*** Opening Passage provided ***

NEWS

Anticipation high as Calif. rolls out retail pot sales

Brian Melley
Associated Press

Los Angeles – Californians may awake on New Year’s Day to a stronger-than-normal whiff of marijuana as America’s cannabis king lights up to celebrate the state’s first legal retail pot sales.

The historic day comes more than two decades after California paved the way for legal weed by passing the nation’s first medical marijuana law, though other states were quicker to allow the drug’s recreational use.

In this Dec. 22, 2017 photo, Dale Gieringer of NORML (National Organization for the Reform of Marijuana Laws) poses for photos at his house in Berkeley, Calif. Californians may awake on New Year's Day to a familiar scent in greater-than-normal concentrations. A whiff of marijuana will likely be in the air as the nation's cannabis king lights up to celebrate the first legal retail sales of pot in the state. (AP Photo/Jeff Chiu)

From the small town of Shasta Lake just south of Oregon to San Diego on the Mexican border, the first of about 90 shops licensed by the state will open Monday to customers who previously needed a medical reason or a dope dealer to score pot.

In November 2016, California voters legalized recreational marijuana for adults 21 and older, making it legal to grow six plants and possess an ounce of pot. The state was given a year to set retail market regulations that are still being formalized and will be phased in over the next year.

“We’re thrilled,” said Khalil Moutawakkil, founder of KindPeoples, which grows, manufactures and sells weed in Santa Cruz. “We can talk about the good, the bad and the ugly of the specific regulations, but at the end of the day it’s a giant step forward, and we’ll have to work out the kinks as we go.”

The long, strange trip to get here has been a frustrating one for advocates of a drug that in the federal government’s eyes remains illegal and in a class with heroin.

*** Closing Passage provided ***
*** Opening Given entries ***

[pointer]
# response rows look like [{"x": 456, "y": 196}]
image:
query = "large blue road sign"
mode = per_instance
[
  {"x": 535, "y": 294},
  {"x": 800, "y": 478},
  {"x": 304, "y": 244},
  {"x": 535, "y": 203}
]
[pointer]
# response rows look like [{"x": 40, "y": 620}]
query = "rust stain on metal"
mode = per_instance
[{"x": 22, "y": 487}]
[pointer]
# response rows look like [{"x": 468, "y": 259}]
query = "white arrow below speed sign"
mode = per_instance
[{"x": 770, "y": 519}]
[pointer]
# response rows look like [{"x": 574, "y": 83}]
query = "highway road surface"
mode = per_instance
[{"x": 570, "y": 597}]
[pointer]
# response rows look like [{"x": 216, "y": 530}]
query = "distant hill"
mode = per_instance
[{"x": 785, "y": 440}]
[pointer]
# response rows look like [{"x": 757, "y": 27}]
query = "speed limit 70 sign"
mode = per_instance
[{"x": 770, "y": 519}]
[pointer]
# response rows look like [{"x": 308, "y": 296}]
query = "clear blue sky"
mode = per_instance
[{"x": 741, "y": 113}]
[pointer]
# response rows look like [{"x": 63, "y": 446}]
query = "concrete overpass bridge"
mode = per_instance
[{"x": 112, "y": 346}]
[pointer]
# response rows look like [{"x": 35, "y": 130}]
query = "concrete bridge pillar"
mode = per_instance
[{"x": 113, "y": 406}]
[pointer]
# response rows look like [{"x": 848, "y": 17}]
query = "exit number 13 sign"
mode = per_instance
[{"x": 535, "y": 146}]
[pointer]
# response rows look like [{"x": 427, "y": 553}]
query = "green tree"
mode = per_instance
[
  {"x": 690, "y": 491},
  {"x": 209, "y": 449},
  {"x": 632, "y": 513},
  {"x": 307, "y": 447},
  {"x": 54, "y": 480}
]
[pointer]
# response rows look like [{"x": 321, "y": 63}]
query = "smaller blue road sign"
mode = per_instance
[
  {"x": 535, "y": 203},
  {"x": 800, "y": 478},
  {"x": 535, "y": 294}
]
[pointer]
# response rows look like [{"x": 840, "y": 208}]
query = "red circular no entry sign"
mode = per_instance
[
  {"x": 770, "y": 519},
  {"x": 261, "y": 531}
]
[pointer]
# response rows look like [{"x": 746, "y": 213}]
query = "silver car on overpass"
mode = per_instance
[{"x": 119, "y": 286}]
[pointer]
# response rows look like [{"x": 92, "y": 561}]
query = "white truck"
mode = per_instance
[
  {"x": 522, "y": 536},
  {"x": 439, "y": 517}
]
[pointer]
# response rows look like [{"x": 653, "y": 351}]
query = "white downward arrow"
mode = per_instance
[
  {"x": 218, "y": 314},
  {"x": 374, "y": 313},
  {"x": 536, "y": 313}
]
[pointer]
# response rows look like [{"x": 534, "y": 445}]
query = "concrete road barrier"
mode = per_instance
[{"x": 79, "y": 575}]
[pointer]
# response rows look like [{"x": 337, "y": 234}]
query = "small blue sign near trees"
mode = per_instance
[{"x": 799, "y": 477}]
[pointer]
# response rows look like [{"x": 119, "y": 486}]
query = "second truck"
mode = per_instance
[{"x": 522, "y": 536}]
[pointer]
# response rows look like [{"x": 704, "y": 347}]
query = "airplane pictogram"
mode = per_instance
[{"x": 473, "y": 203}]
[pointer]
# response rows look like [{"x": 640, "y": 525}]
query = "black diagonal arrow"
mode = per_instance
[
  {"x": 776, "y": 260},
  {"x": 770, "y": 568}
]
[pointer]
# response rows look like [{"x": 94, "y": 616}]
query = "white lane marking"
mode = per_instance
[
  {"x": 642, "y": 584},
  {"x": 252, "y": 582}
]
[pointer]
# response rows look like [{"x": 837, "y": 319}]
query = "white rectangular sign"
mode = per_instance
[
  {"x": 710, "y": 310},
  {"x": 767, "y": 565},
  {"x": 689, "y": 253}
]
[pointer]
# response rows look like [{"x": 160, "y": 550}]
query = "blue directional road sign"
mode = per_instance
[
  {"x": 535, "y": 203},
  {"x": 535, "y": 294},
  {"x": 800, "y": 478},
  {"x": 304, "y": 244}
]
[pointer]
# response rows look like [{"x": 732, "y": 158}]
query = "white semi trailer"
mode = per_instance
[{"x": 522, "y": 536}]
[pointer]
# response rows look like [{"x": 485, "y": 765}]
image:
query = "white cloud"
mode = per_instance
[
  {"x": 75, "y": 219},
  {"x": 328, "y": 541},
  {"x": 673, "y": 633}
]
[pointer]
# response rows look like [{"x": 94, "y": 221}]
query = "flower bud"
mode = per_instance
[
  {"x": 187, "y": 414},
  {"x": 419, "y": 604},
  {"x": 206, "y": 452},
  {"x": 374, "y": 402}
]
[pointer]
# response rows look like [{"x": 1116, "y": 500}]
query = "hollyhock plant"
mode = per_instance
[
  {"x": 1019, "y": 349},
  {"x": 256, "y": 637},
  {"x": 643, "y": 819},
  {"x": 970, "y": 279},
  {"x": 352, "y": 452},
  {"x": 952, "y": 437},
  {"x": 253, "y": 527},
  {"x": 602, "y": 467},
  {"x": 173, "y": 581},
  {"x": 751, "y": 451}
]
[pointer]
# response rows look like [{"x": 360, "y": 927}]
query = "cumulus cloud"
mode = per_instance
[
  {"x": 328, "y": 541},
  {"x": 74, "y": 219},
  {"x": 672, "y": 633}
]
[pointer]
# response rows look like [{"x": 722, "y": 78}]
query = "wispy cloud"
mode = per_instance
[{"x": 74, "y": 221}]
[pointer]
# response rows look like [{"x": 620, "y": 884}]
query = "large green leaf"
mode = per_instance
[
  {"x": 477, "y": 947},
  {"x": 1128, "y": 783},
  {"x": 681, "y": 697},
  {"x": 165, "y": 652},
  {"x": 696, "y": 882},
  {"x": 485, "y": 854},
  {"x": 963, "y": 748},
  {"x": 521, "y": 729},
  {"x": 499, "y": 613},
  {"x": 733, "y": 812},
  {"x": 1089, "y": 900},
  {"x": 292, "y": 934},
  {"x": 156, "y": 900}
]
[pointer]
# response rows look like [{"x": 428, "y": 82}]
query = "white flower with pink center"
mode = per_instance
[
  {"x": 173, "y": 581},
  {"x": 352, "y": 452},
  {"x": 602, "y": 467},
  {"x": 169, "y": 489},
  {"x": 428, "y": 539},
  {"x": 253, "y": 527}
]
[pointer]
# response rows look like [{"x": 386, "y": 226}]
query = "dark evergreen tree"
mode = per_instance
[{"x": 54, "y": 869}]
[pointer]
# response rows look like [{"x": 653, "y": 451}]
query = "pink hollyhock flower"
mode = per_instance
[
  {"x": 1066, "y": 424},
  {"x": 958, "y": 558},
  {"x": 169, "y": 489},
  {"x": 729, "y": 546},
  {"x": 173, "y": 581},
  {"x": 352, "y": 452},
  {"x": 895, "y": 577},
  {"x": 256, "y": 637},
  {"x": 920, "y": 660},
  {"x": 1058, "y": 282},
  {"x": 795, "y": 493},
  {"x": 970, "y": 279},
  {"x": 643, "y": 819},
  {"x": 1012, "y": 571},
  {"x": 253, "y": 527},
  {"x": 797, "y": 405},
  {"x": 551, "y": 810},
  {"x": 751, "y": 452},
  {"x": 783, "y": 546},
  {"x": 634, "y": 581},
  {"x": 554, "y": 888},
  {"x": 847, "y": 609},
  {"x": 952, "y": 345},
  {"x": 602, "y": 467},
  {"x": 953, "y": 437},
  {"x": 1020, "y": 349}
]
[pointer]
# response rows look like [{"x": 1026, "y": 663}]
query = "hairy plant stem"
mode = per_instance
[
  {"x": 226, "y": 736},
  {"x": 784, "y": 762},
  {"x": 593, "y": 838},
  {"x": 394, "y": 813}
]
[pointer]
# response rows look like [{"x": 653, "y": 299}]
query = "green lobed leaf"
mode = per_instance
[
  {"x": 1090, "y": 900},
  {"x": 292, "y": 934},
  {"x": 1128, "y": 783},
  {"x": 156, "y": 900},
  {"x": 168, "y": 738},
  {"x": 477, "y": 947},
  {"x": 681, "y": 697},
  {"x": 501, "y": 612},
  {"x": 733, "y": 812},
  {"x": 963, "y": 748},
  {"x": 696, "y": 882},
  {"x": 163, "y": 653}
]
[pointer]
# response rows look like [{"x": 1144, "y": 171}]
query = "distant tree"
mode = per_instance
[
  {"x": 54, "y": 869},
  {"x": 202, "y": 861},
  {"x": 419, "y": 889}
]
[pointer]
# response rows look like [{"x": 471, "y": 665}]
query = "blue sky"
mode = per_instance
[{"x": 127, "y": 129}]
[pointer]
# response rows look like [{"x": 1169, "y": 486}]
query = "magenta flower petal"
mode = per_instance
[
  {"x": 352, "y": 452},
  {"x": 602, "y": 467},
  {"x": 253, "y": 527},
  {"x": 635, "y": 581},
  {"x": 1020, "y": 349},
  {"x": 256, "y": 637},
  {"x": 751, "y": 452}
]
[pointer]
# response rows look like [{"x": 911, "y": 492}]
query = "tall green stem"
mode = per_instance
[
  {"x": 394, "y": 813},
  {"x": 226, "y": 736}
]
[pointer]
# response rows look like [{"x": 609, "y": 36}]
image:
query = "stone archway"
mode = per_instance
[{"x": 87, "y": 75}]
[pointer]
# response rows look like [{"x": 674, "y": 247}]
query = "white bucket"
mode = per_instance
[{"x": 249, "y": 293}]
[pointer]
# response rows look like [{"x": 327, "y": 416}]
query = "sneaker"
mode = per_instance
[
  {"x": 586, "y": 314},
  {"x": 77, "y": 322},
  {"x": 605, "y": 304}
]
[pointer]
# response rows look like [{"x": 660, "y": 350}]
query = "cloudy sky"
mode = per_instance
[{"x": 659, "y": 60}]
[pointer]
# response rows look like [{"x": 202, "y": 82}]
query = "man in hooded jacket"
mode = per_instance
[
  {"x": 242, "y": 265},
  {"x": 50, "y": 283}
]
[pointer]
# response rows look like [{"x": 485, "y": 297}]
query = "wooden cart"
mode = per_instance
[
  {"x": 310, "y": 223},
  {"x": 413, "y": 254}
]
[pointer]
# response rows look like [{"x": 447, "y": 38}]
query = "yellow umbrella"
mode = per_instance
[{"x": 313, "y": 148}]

*** Closing Given entries ***

-- Exercises --
- a) Restate the paragraph of the article beginning "In November 2016, California voters" in fewer words, keeping its main facts.
- b) Reproduce word for word the part of the article that opens with the words containing "Los Angeles –" and closes with "drug’s recreational use.".
None of these items have any bearing on the tasks.

-- Answers by item --
- a) In November 2016, California voters legalized recreational marijuana for adults 21 and older, permitting six plants and an ounce of pot. The state had a year to set retail market rules, which are still being finalized and will be phased in over the next year.

- b)
Los Angeles – Californians may awake on New Year’s Day to a stronger-than-normal whiff of marijuana as America’s cannabis king lights up to celebrate the state’s first legal retail pot sales.

The historic day comes more than two decades after California paved the way for legal weed by passing the nation’s first medical marijuana law, though other states were quicker to allow the drug’s recreational use.